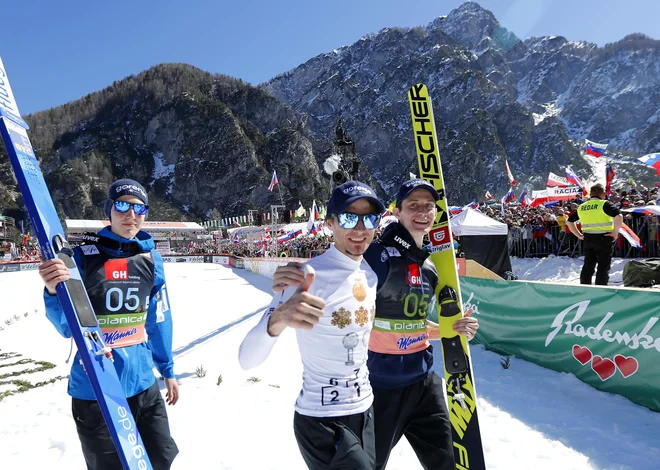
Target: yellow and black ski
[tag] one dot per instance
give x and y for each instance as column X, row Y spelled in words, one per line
column 461, row 393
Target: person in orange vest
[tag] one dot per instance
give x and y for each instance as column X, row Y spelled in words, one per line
column 601, row 221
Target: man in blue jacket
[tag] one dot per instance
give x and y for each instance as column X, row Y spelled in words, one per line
column 125, row 281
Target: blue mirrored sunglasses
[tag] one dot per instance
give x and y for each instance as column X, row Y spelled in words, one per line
column 348, row 220
column 138, row 208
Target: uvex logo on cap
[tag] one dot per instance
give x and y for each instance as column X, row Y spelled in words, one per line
column 116, row 270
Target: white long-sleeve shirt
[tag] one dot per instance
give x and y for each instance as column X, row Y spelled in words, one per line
column 334, row 351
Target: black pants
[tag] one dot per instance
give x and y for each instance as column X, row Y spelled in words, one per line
column 419, row 412
column 597, row 251
column 148, row 409
column 340, row 443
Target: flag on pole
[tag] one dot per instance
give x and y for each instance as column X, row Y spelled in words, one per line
column 313, row 215
column 300, row 212
column 609, row 176
column 509, row 197
column 556, row 181
column 631, row 236
column 512, row 180
column 594, row 149
column 273, row 182
column 652, row 160
column 572, row 177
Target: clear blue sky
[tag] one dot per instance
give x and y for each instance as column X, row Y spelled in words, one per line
column 56, row 52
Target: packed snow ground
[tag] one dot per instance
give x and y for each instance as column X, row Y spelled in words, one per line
column 531, row 418
column 562, row 270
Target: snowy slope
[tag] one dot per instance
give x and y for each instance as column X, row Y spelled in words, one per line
column 532, row 418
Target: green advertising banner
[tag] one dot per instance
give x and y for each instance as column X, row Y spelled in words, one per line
column 608, row 338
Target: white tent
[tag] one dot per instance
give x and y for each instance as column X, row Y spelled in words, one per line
column 472, row 222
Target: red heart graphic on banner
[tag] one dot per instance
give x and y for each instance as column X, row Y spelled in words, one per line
column 583, row 355
column 605, row 368
column 627, row 365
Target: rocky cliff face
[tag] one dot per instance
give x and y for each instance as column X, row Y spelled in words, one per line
column 201, row 142
column 197, row 142
column 495, row 97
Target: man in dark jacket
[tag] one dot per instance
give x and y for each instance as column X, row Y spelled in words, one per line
column 408, row 396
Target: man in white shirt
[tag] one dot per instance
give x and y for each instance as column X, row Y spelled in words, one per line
column 332, row 312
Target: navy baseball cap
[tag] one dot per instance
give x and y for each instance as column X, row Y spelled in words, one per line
column 346, row 194
column 409, row 186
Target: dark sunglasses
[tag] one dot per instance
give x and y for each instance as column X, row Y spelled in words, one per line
column 138, row 208
column 348, row 220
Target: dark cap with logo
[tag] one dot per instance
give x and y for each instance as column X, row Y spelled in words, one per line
column 346, row 194
column 411, row 185
column 124, row 187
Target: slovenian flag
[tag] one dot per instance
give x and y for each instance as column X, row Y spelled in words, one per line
column 288, row 236
column 512, row 180
column 609, row 177
column 556, row 181
column 509, row 197
column 594, row 149
column 631, row 236
column 653, row 160
column 273, row 182
column 572, row 177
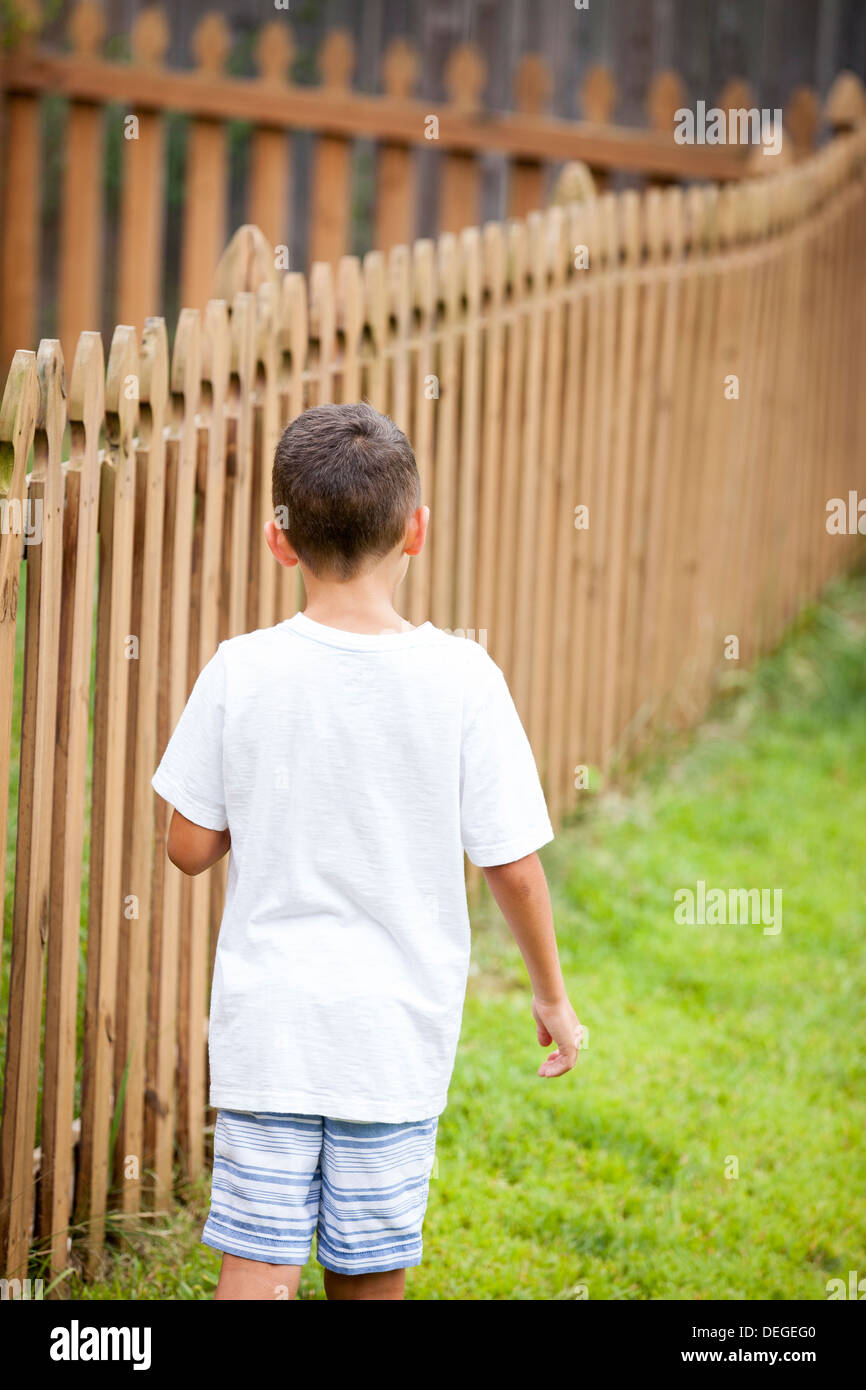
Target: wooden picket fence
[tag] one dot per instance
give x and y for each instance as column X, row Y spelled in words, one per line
column 117, row 257
column 680, row 370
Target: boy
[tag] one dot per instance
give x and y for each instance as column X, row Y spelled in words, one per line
column 349, row 759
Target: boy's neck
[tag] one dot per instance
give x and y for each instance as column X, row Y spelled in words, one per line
column 353, row 609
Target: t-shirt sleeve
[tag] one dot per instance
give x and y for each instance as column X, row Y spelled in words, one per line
column 189, row 776
column 503, row 813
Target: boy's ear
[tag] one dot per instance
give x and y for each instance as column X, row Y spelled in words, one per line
column 278, row 545
column 417, row 531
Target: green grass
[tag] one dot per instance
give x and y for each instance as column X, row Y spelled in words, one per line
column 706, row 1043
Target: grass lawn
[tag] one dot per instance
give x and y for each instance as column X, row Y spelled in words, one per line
column 713, row 1050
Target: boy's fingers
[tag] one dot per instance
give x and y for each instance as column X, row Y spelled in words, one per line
column 559, row 1062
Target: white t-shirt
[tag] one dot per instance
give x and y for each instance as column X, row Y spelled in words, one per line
column 352, row 770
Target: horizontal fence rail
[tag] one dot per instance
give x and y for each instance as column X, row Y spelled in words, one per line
column 630, row 417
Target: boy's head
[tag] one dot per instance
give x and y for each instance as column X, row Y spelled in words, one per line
column 345, row 488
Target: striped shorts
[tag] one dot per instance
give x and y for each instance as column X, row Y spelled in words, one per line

============================================================

**WRITTEN EXERCISE:**
Reproduce all of the material above, substituting "one point per instance" for "one dot per instance" at every occurrence and leaving everything else unchanged. Omit the pictures from your reproduction.

**TASK OUTPUT:**
Target: yellow and black ski
[tag] one point per instance
give x and y for each instance as column X, row Y spelled in words, one per line
column 461, row 393
Target: person in orange vest
[tag] one point per instance
give x and y for each instance as column X, row Y spelled in words, one per line
column 601, row 221
Target: man in blue jacket
[tag] one point per instance
give x and y for each instance as column X, row Y spelled in words, one per line
column 125, row 281
Target: blue mirrored sunglasses
[tag] one point per instance
give x and y for each instance as column X, row Y spelled in words, one per line
column 348, row 220
column 138, row 208
Target: uvex logo on cap
[tag] one point per instance
give x and y for each instance as column X, row Y spelled in words, one per line
column 116, row 270
Target: white long-sleeve shirt
[tag] one point per instance
give x and y for each instance as column X, row Y spelled in words, one per line
column 334, row 351
Target: black pants
[tag] one point per instance
give x and y for each instance as column X, row Y spelled in words, one per line
column 419, row 412
column 597, row 251
column 148, row 409
column 340, row 443
Target: flag on pole
[tag] one point per instance
give x and y for each instance as column X, row Y spelled in words, one per line
column 313, row 215
column 300, row 212
column 609, row 176
column 509, row 197
column 556, row 181
column 631, row 236
column 512, row 180
column 594, row 149
column 273, row 182
column 652, row 160
column 572, row 177
Target: clear blue sky
[tag] one point per instance
give x and y for each instance as column X, row Y spelled in words, one per line
column 56, row 52
Target: packed snow ground
[tag] one point per instance
give x and y for each instance as column X, row Y spelled in words, one per line
column 531, row 418
column 562, row 270
Target: snowy slope
[tag] one point per instance
give x and y for each instance as column X, row Y spelled in words, one per line
column 532, row 418
Target: green advertising banner
[tag] one point per instance
give x and y for each instance as column X, row Y spelled in words, one per line
column 608, row 338
Target: white tent
[tag] one point per instance
give x and y for each instance as column X, row Y spelled in words, one per line
column 472, row 222
Target: red heart graphic on banner
[tag] one point per instance
give x and y for each instance as column X, row Y spelled in words, one per line
column 583, row 355
column 605, row 368
column 627, row 365
Target: rocky cliff face
[tag] one point per instance
give x and y for each instance as column X, row Y spelled in words, one per line
column 201, row 142
column 197, row 142
column 495, row 97
Target: man in dark jacket
[tag] one point per instance
give x and y for each instance as column X, row Y spelled in words, one per line
column 408, row 396
Target: man in white shirt
[tag] one point per instance
give x and y for each instance as column X, row Y spelled in words, one per line
column 332, row 312
Target: navy baseball cap
[tag] one point per instance
give x and y for each instance as column X, row Y spelled in words, one per line
column 346, row 194
column 409, row 186
Target: dark sunglasses
[tag] one point per instance
give x and y for each instance as column X, row Y spelled in words, one per line
column 138, row 208
column 348, row 220
Target: dark cap with logo
[tag] one point per instance
give x and y for each instance as column X, row Y spelled in words, one per line
column 346, row 194
column 411, row 185
column 124, row 187
Target: slovenian flag
[tag] one point per instance
give x and y for each instance as column X, row Y spelled in words, one per line
column 288, row 236
column 512, row 180
column 609, row 177
column 556, row 181
column 509, row 197
column 594, row 149
column 631, row 236
column 653, row 160
column 273, row 182
column 572, row 177
Target: wooden picket fence
[tag] one point per instance
give x and y for each instance as column X, row Y spelled in words, one per line
column 117, row 257
column 680, row 370
Target: boy
[tag] one point per instance
give x and y for each instance as column X, row Y spelled in words, one per line
column 349, row 759
Target: boy's neck
[tag] one point per instance
give x and y for each instance as column X, row Y spelled in words, one per line
column 353, row 609
Target: t-shirt sleeve
[tag] one point per instance
give x and y for each instance as column X, row Y spelled in words, one per line
column 189, row 776
column 503, row 813
Target: boy's ear
[tag] one point per instance
give x and y for each instance as column X, row Y spelled in words, one per line
column 278, row 545
column 417, row 531
Target: green grass
[tag] one point per instance
give x and y for each instance as column X, row Y spelled in words, one per line
column 706, row 1043
Target: grass lawn
[tag] one point per instance
give x and y for each instance as column X, row Y spelled in words, one per line
column 713, row 1050
Target: boy's fingers
[tag] one point per instance
give x and y for each instance as column X, row Y spelled in words, one per line
column 559, row 1062
Target: white t-shirt
[tag] one point per instance
give x and y for each instance as column X, row Y spelled in words, one per line
column 352, row 770
Target: horizontal fence rail
[tag] one point per instance
give x and y for each instance as column X, row Y spelled in words, one per line
column 630, row 417
Target: boy's head
[tag] one point per instance
give x and y for each instance as column X, row Y spelled in words, one per line
column 345, row 488
Target: striped shorts
[tag] one point per instance
give x and y for each instance as column X, row Y spelled in words, one per line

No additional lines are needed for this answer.